Start of Data provided
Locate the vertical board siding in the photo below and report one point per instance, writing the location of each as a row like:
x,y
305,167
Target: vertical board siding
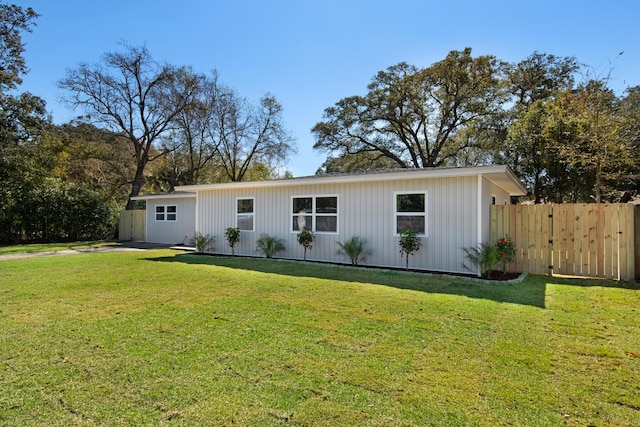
x,y
170,232
591,240
365,210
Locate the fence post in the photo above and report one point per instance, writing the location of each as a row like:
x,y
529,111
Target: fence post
x,y
637,241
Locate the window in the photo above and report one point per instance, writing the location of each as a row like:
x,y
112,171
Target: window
x,y
315,213
245,214
166,213
411,212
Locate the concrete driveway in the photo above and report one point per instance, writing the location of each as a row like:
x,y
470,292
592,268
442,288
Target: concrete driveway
x,y
120,246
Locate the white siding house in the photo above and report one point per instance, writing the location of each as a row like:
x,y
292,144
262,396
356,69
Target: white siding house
x,y
449,206
170,218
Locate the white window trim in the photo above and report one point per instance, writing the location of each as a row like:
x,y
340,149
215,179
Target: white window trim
x,y
253,214
425,213
313,213
165,213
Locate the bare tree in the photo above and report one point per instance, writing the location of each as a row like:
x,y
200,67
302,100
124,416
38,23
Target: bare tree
x,y
129,92
248,135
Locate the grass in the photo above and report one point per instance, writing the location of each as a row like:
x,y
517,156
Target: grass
x,y
52,247
150,338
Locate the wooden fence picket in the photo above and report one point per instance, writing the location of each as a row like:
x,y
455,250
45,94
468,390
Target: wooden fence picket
x,y
591,240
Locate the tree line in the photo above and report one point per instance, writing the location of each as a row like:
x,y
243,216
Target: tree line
x,y
556,123
146,126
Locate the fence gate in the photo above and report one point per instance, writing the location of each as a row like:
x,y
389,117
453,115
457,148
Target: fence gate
x,y
132,225
592,240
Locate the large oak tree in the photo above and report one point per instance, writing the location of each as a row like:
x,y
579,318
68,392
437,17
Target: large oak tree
x,y
129,92
413,116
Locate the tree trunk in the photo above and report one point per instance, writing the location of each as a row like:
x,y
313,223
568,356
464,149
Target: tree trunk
x,y
136,186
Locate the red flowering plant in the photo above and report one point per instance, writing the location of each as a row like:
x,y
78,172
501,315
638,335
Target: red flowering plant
x,y
506,252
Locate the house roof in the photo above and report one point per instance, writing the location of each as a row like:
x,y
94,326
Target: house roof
x,y
500,175
172,195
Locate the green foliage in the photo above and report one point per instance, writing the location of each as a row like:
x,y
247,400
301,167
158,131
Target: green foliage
x,y
305,238
202,241
485,257
409,243
14,20
232,234
269,245
411,115
355,248
506,251
53,211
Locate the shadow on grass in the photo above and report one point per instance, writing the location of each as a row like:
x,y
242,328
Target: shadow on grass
x,y
531,292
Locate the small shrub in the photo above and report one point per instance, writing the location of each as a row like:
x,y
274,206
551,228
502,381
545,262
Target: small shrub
x,y
409,243
355,248
485,257
269,245
506,252
232,234
201,241
305,238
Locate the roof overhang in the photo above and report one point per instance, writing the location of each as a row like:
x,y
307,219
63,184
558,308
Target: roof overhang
x,y
177,195
500,175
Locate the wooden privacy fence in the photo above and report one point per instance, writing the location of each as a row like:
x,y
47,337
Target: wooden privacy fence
x,y
593,240
132,225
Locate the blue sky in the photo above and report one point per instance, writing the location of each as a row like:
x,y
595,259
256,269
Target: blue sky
x,y
310,54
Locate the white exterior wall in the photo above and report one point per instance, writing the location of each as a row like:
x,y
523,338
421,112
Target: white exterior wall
x,y
365,209
171,232
489,191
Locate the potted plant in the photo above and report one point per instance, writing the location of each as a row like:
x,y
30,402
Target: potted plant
x,y
305,238
355,248
409,243
232,235
201,241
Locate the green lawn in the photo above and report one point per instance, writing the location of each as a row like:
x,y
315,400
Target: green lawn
x,y
52,247
151,338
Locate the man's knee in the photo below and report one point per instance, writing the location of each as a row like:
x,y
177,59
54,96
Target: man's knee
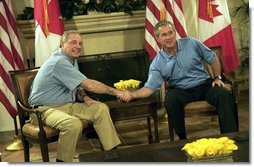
x,y
73,124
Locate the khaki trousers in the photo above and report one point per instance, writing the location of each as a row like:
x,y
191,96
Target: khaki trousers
x,y
71,118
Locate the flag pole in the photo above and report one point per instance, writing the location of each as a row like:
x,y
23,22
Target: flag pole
x,y
17,143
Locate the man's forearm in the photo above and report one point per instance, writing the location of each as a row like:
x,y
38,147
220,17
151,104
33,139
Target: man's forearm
x,y
97,87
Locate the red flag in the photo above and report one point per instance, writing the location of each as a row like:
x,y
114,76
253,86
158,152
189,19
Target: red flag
x,y
157,10
11,57
48,28
215,30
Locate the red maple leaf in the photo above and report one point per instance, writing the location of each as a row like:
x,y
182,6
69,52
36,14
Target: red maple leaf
x,y
204,12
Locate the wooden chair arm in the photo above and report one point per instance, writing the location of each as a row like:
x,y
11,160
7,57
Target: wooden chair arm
x,y
36,112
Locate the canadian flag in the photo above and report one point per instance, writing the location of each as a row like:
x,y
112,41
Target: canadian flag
x,y
48,29
215,30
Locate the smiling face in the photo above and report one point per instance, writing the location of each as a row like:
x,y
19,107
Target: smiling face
x,y
72,45
167,37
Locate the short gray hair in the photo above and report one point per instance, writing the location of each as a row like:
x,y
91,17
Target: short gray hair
x,y
161,24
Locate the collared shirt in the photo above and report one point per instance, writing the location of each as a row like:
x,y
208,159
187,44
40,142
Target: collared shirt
x,y
183,70
56,81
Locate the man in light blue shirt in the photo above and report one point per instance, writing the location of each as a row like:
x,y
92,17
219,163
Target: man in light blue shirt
x,y
180,64
54,90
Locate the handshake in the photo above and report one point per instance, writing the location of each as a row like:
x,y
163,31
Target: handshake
x,y
124,95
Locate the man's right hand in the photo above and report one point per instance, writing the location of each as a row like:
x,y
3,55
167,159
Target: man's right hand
x,y
123,95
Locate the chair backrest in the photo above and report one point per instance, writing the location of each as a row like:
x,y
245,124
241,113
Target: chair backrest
x,y
22,81
217,50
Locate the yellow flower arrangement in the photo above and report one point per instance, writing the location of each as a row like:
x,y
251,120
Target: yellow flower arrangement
x,y
127,84
206,147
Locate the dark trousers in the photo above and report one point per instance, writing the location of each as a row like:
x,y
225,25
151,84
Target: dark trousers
x,y
220,97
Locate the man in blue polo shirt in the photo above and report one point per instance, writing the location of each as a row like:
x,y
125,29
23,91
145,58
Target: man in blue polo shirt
x,y
180,64
54,90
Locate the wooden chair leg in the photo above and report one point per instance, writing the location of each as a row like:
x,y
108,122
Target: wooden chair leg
x,y
44,152
150,136
171,131
155,122
26,151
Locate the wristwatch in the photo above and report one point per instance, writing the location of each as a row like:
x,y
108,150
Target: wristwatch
x,y
217,77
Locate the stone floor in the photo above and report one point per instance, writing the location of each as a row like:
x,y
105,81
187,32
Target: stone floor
x,y
131,133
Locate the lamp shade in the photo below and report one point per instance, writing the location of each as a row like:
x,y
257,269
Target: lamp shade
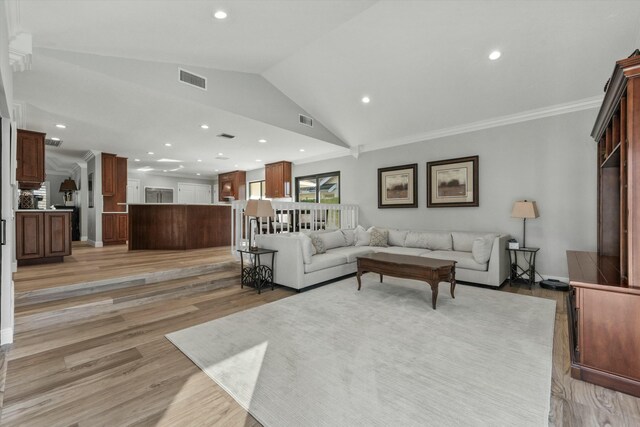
x,y
524,209
259,208
68,185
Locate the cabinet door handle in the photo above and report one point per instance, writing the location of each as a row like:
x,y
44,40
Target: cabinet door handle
x,y
4,232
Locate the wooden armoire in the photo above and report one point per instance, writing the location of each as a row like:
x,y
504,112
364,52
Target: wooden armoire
x,y
604,300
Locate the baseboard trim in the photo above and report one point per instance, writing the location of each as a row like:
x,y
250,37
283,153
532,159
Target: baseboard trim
x,y
95,244
6,336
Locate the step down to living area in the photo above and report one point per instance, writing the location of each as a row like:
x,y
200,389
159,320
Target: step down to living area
x,y
107,298
36,296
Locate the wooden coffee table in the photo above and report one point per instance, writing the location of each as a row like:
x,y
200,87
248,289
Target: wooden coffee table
x,y
432,271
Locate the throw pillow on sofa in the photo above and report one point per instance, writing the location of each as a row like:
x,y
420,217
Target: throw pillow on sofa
x,y
332,239
481,249
378,237
349,236
318,244
397,237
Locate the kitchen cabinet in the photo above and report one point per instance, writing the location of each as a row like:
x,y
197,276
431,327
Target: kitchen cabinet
x,y
277,179
42,237
114,228
30,159
232,185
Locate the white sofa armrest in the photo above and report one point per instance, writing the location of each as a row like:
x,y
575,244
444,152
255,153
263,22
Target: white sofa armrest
x,y
499,262
288,269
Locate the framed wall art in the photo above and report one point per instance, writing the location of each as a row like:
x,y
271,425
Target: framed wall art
x,y
452,183
398,187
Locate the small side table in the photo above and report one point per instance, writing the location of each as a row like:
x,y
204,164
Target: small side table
x,y
256,275
517,273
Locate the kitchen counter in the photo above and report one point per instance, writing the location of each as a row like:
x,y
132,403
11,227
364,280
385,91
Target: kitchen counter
x,y
178,226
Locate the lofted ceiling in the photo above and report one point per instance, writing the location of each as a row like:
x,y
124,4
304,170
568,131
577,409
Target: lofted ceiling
x,y
108,70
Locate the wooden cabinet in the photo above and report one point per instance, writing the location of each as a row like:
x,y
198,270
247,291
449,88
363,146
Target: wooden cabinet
x,y
108,174
277,179
115,229
30,159
604,304
232,185
42,237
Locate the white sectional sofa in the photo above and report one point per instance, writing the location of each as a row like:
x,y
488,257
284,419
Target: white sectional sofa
x,y
298,265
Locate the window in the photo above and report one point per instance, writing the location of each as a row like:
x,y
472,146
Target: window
x,y
323,188
257,190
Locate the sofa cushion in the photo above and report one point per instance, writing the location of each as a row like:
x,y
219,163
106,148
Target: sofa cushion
x,y
378,237
481,249
463,240
322,261
396,237
403,251
362,236
332,239
433,240
464,259
352,252
318,244
349,236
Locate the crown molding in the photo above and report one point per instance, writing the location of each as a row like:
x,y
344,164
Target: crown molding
x,y
525,116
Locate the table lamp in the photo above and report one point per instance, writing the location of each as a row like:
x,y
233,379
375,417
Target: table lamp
x,y
526,210
68,186
257,209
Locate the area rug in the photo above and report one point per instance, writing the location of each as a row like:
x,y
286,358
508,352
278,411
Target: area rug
x,y
335,356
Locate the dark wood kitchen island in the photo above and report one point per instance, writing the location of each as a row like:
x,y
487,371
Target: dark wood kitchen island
x,y
173,226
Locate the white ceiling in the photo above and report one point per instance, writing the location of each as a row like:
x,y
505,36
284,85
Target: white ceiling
x,y
423,63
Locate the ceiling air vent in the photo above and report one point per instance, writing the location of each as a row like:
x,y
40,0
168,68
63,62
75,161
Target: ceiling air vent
x,y
53,142
304,120
193,79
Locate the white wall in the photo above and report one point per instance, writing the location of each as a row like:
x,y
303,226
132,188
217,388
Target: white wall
x,y
164,181
551,161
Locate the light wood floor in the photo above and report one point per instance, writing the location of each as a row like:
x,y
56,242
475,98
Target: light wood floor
x,y
90,264
113,365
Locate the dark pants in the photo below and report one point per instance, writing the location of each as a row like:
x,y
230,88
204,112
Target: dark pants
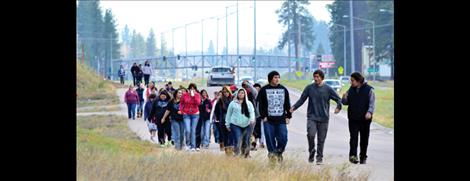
End of Data provided
* **Task goal**:
Scan the material above for lines that contain the string "below", and copy each such line.

* **Response box**:
Locate the vertical board siding in the photo below and report one point per instance, writing the location of each as a row like:
Locate the man's knee in the photo below and report one point per instance, writing the location of each as a row like:
Locate the lamp shade in the photo below and report one point per instance, writing the location of each as a row like:
Locate the dark pants in the photo below and report one point per instance, writing the location of each as a row like:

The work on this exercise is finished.